[Point labeling dataset excerpts]
++++++++++++++++++++
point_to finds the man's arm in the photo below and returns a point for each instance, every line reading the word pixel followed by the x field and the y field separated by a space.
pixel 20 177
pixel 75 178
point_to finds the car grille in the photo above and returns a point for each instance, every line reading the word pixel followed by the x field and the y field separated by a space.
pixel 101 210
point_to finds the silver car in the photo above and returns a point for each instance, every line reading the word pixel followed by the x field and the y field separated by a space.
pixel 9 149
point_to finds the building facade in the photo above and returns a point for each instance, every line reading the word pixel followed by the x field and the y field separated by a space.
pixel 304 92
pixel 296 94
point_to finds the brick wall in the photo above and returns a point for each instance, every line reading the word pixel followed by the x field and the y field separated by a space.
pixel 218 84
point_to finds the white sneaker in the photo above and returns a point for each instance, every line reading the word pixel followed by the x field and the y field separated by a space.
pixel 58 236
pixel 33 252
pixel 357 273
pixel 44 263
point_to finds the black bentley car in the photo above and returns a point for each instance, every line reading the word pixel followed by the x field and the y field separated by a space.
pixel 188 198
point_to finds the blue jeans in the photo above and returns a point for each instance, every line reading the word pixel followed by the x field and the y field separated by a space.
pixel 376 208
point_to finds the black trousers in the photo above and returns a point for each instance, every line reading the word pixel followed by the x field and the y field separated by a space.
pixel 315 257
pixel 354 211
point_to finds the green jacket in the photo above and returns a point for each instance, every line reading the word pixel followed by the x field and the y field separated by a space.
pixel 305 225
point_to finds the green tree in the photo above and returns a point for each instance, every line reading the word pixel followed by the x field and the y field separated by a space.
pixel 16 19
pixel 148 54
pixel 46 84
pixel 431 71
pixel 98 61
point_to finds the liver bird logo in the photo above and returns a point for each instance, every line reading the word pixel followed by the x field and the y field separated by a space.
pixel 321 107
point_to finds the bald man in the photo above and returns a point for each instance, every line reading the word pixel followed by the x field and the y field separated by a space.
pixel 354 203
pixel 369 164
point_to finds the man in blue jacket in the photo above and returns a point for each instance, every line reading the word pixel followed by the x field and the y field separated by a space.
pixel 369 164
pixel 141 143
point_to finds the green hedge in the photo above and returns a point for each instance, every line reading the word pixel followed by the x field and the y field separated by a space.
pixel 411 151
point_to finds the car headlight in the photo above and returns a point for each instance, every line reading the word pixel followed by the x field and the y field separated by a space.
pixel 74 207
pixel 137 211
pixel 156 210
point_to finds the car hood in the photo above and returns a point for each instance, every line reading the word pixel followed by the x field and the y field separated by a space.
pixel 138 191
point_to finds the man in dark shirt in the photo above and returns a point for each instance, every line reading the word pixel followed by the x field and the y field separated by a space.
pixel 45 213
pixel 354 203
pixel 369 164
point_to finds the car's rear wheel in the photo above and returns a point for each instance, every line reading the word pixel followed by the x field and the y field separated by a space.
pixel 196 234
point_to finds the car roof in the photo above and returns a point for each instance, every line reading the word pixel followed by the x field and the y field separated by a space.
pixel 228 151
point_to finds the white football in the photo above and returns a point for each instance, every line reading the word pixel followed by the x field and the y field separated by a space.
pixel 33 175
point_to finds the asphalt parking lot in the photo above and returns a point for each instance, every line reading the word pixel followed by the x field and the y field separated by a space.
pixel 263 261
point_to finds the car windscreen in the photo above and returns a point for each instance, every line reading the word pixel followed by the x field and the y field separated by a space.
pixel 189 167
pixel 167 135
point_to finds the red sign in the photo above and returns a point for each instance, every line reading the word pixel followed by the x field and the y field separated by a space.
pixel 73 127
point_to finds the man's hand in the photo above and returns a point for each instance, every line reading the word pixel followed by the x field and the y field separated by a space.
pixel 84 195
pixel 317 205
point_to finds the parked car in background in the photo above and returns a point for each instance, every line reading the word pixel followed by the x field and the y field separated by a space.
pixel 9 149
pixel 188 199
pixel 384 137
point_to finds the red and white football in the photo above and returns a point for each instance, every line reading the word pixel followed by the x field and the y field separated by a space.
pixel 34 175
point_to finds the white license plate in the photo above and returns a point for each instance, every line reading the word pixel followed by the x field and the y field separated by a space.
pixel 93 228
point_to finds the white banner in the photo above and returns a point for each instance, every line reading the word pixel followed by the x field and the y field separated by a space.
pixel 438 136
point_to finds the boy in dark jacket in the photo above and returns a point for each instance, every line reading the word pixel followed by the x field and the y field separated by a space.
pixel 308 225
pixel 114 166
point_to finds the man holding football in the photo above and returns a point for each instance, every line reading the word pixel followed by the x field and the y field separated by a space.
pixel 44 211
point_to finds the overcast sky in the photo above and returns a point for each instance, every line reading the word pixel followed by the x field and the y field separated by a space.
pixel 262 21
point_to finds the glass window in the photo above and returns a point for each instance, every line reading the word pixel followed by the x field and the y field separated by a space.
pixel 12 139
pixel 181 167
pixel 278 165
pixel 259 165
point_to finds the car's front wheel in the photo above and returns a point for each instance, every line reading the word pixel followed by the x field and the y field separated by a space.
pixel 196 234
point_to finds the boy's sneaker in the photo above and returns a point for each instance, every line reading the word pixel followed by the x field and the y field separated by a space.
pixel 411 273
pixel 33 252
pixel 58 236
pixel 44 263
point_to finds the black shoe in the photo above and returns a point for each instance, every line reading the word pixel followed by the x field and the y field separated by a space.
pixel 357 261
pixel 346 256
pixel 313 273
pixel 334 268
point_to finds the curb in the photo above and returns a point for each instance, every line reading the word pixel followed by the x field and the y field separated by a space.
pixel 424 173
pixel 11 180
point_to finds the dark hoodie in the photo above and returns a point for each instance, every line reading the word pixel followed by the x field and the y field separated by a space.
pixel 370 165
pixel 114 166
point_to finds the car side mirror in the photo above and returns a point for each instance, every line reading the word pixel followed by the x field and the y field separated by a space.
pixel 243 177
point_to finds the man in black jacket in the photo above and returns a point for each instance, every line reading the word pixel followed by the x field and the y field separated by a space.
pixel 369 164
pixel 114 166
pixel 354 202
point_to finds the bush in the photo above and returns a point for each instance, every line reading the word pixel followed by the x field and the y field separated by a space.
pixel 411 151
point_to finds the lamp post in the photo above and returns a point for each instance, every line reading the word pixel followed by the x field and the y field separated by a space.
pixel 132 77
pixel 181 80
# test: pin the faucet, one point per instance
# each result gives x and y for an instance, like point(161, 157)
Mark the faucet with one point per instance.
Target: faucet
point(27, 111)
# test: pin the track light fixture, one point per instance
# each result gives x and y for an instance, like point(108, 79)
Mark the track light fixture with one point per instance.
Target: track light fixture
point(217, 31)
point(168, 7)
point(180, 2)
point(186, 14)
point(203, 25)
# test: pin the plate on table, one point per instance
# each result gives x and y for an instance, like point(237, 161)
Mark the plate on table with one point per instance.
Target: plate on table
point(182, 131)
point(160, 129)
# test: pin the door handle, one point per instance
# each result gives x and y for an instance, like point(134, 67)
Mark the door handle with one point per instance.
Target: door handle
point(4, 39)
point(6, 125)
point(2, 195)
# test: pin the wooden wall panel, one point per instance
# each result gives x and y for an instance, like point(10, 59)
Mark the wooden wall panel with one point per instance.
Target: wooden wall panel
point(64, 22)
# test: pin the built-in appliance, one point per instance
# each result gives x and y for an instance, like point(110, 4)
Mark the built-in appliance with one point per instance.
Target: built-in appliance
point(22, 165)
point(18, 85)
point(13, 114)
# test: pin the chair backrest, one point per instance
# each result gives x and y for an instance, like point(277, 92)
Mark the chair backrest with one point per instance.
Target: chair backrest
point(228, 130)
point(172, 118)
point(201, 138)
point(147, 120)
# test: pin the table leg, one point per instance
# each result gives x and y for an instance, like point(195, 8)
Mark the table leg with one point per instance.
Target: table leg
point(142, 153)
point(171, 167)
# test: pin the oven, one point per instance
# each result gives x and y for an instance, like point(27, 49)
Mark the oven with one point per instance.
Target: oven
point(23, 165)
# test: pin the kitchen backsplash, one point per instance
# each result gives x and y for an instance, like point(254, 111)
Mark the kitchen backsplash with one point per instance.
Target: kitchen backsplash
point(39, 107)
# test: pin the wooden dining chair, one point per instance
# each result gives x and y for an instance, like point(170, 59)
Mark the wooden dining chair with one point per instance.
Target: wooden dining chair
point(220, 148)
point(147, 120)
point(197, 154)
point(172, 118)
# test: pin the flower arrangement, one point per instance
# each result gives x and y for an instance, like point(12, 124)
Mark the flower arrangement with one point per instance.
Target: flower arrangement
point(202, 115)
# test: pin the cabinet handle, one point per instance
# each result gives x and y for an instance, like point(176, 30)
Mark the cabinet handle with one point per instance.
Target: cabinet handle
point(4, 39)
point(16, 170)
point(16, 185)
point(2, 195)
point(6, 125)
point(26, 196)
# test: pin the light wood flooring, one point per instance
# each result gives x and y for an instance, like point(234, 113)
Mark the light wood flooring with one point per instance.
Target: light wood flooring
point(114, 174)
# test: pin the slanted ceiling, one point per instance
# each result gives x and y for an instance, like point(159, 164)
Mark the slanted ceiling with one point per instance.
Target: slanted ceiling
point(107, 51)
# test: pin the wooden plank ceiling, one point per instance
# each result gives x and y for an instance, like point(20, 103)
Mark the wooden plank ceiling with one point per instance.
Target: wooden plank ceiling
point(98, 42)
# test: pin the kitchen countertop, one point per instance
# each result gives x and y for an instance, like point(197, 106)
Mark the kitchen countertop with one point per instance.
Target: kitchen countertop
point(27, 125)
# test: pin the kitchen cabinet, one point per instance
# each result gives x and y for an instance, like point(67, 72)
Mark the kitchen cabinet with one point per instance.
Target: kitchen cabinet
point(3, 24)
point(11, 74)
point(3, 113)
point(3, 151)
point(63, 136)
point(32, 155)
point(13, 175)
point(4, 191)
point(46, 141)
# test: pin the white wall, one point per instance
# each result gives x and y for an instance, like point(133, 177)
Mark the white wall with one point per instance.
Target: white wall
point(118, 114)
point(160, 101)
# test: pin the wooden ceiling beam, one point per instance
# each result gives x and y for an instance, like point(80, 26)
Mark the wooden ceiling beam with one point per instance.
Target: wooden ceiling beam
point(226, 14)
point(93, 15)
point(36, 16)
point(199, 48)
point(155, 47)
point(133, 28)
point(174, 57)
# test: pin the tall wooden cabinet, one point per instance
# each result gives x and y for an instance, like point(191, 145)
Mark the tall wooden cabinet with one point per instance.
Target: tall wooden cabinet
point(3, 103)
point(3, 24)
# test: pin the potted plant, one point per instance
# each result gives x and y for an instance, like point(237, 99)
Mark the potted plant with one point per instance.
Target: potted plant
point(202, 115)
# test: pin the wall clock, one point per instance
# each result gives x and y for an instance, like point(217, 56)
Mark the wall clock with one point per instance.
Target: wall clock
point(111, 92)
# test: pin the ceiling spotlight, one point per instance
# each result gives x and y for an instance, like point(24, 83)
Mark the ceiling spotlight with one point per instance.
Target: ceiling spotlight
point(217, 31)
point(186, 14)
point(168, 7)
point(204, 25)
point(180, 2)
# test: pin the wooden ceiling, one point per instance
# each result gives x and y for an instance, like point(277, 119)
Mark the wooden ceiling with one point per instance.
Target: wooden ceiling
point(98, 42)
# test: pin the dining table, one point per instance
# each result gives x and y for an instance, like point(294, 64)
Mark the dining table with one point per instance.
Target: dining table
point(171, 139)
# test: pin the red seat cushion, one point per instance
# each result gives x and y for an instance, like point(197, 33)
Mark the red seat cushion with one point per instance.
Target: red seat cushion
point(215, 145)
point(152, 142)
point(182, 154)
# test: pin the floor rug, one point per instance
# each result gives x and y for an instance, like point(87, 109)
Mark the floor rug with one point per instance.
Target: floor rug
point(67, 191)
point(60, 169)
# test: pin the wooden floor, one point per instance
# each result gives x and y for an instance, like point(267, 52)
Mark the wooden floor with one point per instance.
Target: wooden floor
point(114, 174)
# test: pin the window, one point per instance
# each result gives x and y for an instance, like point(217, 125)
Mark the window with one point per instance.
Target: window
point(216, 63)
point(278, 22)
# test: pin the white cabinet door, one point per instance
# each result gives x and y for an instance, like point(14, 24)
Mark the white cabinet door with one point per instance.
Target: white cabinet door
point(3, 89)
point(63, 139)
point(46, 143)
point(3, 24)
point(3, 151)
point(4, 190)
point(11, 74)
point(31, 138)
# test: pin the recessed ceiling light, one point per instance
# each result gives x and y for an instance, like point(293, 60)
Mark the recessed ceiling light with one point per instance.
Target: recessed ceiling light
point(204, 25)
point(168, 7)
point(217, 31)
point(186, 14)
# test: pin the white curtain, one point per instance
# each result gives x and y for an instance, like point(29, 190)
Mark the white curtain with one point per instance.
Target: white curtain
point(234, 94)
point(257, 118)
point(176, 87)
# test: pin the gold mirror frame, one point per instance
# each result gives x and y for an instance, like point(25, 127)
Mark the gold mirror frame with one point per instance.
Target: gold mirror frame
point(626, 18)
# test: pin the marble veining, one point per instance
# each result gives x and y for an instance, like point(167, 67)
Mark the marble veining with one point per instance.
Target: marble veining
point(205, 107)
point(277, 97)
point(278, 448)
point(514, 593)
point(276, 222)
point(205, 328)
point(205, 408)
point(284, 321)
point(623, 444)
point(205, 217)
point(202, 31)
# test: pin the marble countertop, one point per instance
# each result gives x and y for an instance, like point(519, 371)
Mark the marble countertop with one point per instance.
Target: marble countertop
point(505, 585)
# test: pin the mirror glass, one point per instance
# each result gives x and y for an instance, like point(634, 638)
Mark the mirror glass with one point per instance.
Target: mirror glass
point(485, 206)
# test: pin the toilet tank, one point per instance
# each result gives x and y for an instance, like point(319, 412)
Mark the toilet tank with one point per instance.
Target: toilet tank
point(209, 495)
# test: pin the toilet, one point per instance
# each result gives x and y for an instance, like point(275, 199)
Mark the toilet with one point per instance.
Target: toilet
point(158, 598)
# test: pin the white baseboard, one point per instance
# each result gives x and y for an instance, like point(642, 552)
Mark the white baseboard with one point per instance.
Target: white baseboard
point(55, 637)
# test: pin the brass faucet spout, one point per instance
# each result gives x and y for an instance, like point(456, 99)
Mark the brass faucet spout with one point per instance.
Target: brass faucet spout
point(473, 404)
++++++++++++++++++++
> **REQUIREMENT**:
Render everything in the entries from the line containing "# test: pin the white wall, one" down to the line containing "point(160, 101)" as a numbered list, with no blank lines.

> **OUTPUT FOR THIS EXERCISE**:
1. # test: pin the white wall, one point per instance
2. # each result gives x and y for an instance, like point(133, 177)
3. Mark the white wall with one point per instance.
4. Target: white wall
5. point(118, 114)
6. point(160, 101)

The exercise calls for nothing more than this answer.